»»

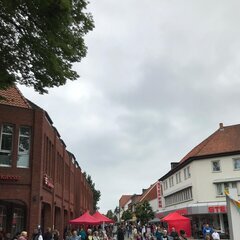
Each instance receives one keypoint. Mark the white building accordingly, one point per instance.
(195, 186)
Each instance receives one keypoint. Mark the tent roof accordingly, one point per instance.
(86, 218)
(102, 218)
(154, 220)
(174, 217)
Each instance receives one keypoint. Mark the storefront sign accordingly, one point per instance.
(159, 195)
(182, 211)
(48, 182)
(12, 178)
(217, 209)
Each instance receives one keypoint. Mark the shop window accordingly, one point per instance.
(216, 166)
(23, 147)
(6, 142)
(3, 217)
(236, 164)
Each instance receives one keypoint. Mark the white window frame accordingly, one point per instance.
(9, 152)
(219, 165)
(27, 152)
(171, 183)
(187, 173)
(234, 160)
(178, 177)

««

*TASK*. Rewrite all of the data with "tent roof" changed to "awning" and everything else kept the same. Leave the picture out.

*TASK SOLUTION*.
Each instance receives one keypoint. Mark the white building accordingly, one point per instance.
(195, 186)
Each instance receives one keypoint. Mark the awning accordingly, one point per instance.
(86, 218)
(102, 218)
(154, 220)
(174, 217)
Each instance receives one keypoint. Mark the storefront sign accordingly, one point per instance.
(159, 195)
(182, 211)
(48, 182)
(12, 178)
(217, 209)
Each instance receives one keypoint. Mark the shop window accordingly, one point per instance.
(216, 166)
(23, 147)
(6, 142)
(3, 217)
(236, 164)
Each instance receives one keypoint. Mark the white window frame accordingly, one point per instance.
(9, 152)
(219, 165)
(27, 152)
(171, 183)
(187, 173)
(234, 160)
(178, 177)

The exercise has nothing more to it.